**Instructions for the task:**
Pick out every line in the records below that contains the word "macaw" and copy each one. Case counts when matching.

□ □ □

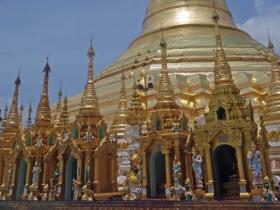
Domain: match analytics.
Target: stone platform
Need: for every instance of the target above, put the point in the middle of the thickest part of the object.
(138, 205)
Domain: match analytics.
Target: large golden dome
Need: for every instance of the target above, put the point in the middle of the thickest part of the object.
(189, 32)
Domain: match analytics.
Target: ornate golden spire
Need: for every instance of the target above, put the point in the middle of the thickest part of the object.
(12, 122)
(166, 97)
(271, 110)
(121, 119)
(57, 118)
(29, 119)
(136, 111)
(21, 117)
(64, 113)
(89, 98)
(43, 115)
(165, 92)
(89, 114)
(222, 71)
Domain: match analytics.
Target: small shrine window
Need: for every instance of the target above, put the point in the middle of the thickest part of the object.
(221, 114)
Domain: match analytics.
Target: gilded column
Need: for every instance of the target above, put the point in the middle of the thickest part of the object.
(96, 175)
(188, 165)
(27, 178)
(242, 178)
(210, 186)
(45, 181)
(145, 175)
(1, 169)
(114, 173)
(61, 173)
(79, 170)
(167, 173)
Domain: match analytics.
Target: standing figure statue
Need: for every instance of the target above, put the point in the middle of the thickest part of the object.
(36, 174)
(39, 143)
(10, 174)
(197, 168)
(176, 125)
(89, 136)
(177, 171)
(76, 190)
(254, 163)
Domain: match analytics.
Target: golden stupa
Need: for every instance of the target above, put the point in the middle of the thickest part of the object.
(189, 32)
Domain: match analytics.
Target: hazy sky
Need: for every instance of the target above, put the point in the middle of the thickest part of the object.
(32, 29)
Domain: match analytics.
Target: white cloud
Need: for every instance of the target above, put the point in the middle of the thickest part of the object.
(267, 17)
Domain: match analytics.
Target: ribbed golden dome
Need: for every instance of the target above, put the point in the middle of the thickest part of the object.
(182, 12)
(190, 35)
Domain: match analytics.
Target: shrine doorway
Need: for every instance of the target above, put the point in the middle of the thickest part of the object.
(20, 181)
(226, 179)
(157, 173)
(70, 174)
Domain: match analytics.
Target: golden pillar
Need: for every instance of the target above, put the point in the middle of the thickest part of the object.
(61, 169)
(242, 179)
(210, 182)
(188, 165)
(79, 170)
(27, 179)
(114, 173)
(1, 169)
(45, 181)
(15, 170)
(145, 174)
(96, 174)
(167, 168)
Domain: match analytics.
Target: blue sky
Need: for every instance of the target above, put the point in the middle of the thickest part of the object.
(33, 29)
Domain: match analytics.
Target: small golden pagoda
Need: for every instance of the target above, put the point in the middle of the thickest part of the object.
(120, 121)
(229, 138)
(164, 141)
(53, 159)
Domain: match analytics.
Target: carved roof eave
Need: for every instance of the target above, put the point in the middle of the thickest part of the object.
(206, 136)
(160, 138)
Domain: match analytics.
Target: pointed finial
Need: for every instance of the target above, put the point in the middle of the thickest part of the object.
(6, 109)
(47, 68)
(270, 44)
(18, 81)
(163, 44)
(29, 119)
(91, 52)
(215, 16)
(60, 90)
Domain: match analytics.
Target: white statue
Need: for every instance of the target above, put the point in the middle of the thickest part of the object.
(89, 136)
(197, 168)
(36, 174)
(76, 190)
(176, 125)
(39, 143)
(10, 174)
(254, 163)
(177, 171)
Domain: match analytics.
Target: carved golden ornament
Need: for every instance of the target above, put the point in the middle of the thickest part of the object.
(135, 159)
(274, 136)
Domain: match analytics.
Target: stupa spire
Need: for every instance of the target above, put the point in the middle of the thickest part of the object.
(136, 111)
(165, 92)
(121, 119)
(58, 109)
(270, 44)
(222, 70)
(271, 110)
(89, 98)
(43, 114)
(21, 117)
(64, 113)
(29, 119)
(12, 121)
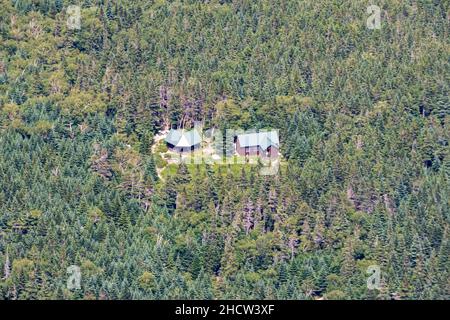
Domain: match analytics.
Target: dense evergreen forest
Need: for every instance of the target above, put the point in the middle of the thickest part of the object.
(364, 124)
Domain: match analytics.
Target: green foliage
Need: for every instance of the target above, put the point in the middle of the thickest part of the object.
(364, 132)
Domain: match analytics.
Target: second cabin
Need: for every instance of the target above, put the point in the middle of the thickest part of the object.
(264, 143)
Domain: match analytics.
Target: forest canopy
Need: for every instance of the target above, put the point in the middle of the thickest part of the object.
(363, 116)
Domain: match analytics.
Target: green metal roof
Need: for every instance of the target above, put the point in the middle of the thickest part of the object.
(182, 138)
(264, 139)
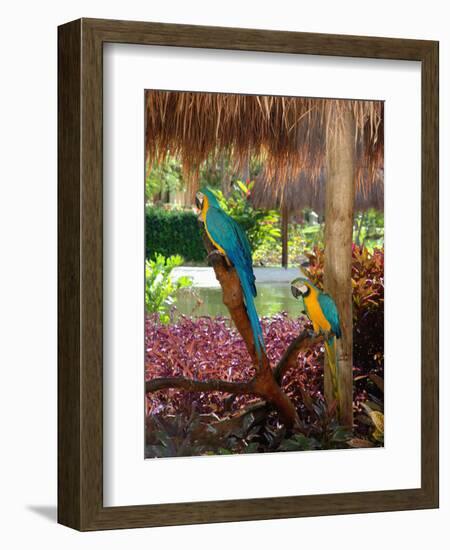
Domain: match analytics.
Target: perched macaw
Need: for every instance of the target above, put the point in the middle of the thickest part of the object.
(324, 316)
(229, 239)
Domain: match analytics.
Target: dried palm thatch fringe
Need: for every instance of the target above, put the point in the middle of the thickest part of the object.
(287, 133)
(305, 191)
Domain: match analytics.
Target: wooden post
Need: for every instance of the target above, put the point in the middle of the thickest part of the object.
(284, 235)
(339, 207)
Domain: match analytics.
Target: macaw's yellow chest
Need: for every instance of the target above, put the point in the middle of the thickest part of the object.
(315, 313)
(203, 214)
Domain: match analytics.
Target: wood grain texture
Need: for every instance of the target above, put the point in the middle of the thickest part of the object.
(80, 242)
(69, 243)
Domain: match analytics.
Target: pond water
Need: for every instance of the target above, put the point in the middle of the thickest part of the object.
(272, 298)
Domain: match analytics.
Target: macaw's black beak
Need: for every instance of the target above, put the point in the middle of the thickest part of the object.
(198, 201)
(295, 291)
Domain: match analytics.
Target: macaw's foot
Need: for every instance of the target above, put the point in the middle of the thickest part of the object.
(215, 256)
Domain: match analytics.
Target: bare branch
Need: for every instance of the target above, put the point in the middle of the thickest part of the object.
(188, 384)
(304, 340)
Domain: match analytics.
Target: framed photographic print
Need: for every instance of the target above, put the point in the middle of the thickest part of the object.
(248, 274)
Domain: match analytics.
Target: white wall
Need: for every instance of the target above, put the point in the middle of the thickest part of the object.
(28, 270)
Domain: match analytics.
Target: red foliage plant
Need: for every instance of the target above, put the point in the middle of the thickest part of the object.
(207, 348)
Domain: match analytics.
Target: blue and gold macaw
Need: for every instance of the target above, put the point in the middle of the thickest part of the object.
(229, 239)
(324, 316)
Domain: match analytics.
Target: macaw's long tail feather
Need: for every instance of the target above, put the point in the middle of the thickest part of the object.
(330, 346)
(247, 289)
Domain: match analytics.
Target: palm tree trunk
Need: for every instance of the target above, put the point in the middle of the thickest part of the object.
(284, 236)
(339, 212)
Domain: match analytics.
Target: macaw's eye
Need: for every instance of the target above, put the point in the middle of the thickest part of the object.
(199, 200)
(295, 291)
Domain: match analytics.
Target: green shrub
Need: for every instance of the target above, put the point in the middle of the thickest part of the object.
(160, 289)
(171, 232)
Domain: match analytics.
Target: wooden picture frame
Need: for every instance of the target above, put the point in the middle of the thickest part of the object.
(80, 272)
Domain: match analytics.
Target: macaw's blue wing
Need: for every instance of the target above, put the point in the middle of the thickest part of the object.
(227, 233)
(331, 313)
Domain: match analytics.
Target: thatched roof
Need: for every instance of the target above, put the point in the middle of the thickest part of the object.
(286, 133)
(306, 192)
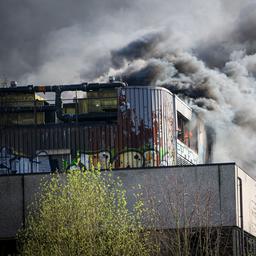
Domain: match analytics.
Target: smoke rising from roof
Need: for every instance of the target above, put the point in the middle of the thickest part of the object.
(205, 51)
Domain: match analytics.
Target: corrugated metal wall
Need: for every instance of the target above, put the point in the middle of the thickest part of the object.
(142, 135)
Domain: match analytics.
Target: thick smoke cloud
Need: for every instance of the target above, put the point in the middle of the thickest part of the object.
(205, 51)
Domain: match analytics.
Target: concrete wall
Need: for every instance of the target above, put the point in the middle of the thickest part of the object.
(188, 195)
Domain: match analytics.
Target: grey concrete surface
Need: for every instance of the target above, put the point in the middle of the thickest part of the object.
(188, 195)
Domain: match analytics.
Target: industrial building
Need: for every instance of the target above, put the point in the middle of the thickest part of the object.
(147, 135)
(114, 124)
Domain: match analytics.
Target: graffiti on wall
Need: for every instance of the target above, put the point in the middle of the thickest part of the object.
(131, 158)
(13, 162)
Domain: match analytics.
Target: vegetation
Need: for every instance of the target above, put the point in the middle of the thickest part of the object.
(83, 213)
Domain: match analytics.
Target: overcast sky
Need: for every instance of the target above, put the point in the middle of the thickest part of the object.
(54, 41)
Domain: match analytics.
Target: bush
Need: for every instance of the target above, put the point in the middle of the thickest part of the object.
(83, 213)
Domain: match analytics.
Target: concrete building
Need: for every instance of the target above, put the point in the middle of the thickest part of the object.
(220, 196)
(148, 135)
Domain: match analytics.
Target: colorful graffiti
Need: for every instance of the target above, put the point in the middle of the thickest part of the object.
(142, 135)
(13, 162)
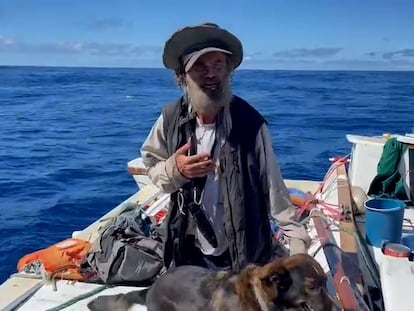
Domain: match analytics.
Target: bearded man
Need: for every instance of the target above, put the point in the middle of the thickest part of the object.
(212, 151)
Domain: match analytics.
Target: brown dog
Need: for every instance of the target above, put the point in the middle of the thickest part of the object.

□ □ □

**Completed task:**
Target: perched macaw
Target: macaw's yellow chest
Target: macaw's black beak
Target: macaw's foot
Target: blue and gold macaw
Target: macaw's long tail feather
Target: macaw's eye
Target: macaw's blue wing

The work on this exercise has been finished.